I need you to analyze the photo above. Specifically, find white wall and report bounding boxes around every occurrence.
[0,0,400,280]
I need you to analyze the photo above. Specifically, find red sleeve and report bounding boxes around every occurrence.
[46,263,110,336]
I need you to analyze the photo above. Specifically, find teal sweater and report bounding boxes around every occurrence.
==*==
Could you render all of the records above as a numbered list, with any blank lines left out?

1. I need you to analyze the photo above. Specifically, find white wall and report bounding boxes around every occurrence.
2. [0,0,400,280]
3. I need you to analyze the photo above. Specifically, find red sleeve and report bounding boxes around every occurrence.
4. [46,263,110,336]
5. I need you to analyze the photo above. Specifically, find teal sweater and report bounding boxes around every occurrence.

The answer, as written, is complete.